- _GOAL OF THE EXERCISE_
Pick out every line of the records that contains the string "yellow" and copy each one. Case counts.

Coordinate labeling data
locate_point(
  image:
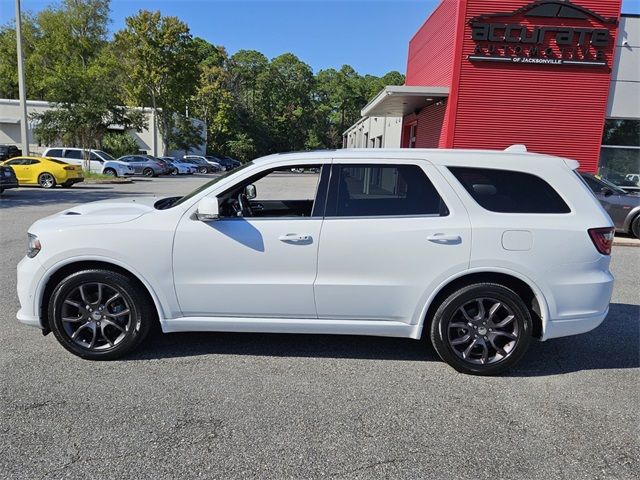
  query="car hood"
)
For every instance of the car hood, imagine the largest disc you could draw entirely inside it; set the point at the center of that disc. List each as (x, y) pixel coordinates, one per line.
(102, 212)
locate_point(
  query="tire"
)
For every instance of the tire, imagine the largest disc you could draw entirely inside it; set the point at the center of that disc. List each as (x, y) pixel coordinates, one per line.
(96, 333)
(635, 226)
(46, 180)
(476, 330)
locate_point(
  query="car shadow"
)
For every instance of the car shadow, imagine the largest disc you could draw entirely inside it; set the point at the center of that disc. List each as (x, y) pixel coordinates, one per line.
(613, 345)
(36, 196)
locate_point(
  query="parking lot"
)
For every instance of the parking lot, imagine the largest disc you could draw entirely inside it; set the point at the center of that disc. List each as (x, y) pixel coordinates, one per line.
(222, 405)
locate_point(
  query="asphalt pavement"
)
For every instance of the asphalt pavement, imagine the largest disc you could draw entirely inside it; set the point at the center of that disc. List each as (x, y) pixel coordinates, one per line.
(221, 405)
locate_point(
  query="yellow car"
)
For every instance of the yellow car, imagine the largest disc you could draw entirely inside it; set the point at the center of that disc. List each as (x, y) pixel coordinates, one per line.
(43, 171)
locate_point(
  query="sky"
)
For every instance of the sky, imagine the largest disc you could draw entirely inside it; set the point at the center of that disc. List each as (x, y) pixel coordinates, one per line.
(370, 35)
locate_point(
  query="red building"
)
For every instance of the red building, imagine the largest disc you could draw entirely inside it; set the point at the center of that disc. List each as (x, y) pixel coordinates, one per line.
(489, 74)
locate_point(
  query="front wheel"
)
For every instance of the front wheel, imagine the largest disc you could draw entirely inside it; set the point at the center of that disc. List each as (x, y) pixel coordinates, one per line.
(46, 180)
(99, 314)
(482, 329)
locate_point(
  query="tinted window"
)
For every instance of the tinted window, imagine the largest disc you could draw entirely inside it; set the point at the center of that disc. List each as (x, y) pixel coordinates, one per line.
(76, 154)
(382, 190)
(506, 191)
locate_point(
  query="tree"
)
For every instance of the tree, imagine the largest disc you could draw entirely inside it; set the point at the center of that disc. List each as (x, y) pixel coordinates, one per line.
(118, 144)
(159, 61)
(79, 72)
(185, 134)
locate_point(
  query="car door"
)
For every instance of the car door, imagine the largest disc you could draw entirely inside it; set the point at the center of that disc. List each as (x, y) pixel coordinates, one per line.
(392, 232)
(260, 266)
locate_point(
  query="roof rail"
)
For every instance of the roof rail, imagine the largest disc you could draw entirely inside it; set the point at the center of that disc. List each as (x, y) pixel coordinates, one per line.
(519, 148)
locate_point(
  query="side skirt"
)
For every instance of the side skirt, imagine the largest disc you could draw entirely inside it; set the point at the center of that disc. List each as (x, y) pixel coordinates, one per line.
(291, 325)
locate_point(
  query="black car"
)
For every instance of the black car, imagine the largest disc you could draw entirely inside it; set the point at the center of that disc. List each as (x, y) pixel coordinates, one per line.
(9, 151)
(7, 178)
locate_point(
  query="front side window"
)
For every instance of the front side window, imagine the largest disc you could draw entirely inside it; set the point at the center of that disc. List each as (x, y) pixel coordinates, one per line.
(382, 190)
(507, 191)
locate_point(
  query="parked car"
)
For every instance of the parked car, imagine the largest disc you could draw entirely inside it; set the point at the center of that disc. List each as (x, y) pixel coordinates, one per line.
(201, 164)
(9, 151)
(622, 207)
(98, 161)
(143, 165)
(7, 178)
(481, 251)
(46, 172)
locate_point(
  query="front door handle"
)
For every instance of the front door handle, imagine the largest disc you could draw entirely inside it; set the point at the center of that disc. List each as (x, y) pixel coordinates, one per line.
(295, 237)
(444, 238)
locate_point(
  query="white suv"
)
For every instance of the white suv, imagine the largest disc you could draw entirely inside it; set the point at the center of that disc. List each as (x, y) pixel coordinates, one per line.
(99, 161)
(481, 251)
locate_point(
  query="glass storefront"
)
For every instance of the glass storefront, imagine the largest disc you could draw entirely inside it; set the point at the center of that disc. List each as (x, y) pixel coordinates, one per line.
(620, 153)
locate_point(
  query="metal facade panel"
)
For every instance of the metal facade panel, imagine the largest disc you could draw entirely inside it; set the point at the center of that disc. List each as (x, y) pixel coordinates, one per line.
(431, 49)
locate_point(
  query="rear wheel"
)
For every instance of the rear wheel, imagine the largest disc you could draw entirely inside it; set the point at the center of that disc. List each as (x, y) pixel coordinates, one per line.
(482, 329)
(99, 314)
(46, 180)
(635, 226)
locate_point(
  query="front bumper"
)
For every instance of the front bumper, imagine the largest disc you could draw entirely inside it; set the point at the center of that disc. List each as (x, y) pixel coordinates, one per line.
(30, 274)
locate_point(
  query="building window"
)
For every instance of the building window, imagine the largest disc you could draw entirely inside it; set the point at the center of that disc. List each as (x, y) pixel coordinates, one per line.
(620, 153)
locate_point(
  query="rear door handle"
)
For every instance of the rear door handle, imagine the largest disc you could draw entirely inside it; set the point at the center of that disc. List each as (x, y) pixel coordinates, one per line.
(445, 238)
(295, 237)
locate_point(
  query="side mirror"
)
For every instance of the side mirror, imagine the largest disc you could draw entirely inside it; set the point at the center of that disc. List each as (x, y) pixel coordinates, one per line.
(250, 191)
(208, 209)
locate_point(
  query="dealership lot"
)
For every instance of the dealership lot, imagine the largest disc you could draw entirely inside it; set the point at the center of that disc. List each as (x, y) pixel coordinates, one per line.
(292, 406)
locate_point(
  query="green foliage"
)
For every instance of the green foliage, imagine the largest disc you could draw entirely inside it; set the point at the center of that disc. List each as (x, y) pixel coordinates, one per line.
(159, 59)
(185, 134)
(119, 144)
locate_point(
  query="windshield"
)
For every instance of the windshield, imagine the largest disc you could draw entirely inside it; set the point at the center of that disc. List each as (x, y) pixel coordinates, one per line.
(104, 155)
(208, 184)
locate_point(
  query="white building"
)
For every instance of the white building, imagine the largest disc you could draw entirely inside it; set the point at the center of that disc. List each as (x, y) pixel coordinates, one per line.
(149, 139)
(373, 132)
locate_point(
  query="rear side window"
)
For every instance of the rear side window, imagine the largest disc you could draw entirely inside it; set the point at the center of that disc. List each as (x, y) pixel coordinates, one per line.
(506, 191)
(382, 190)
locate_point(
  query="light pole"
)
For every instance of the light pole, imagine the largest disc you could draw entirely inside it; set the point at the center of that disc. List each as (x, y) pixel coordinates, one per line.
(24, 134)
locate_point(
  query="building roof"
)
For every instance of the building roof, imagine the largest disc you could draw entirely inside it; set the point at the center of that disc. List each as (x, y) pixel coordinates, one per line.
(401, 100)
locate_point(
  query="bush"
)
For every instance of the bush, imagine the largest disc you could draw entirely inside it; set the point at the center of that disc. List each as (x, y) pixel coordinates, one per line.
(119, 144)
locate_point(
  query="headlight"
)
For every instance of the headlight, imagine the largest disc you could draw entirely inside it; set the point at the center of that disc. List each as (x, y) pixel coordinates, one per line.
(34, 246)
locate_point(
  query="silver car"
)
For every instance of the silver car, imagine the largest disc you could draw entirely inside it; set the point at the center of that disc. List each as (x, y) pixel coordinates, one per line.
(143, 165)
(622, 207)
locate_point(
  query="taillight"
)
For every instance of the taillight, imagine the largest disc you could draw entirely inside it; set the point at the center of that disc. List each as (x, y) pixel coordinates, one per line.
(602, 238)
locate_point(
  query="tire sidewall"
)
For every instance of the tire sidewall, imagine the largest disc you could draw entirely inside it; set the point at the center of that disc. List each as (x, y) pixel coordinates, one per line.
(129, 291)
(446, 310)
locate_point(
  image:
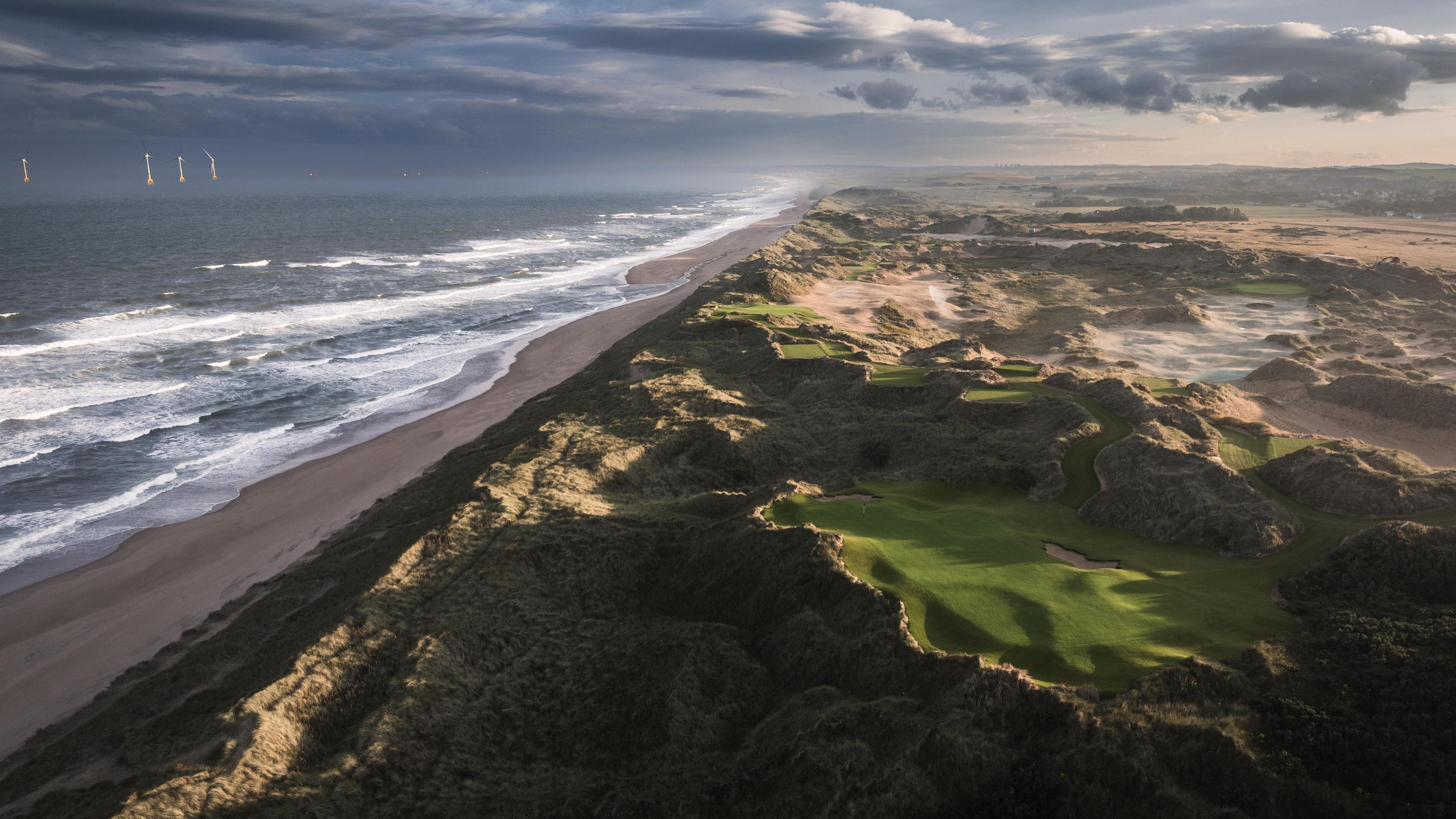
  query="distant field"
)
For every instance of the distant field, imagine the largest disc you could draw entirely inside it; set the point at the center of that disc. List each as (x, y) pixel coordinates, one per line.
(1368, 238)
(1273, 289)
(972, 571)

- _FULL ANSWER_
  query="yellow car"
For every instance of the yellow car, imagine the largest disc you could draw entirely inside it; set the point at the center of that disc. List each as (x, y) pixel coordinates, one per line.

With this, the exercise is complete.